### PROBLEM DETAILS
Please count the lines in the data below that contain the string "right" and give only that number.

Start

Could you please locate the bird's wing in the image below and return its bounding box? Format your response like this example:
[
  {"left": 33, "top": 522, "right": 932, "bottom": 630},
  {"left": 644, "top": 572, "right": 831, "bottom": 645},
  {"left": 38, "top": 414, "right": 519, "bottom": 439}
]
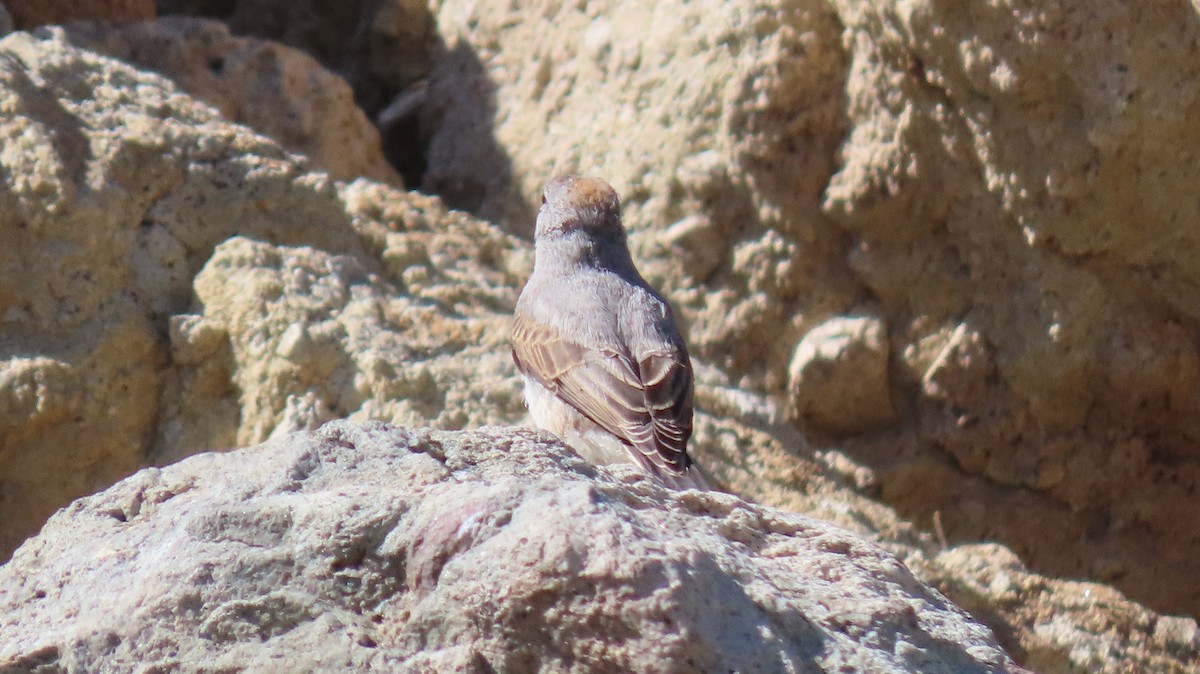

End

### FULL ANSWER
3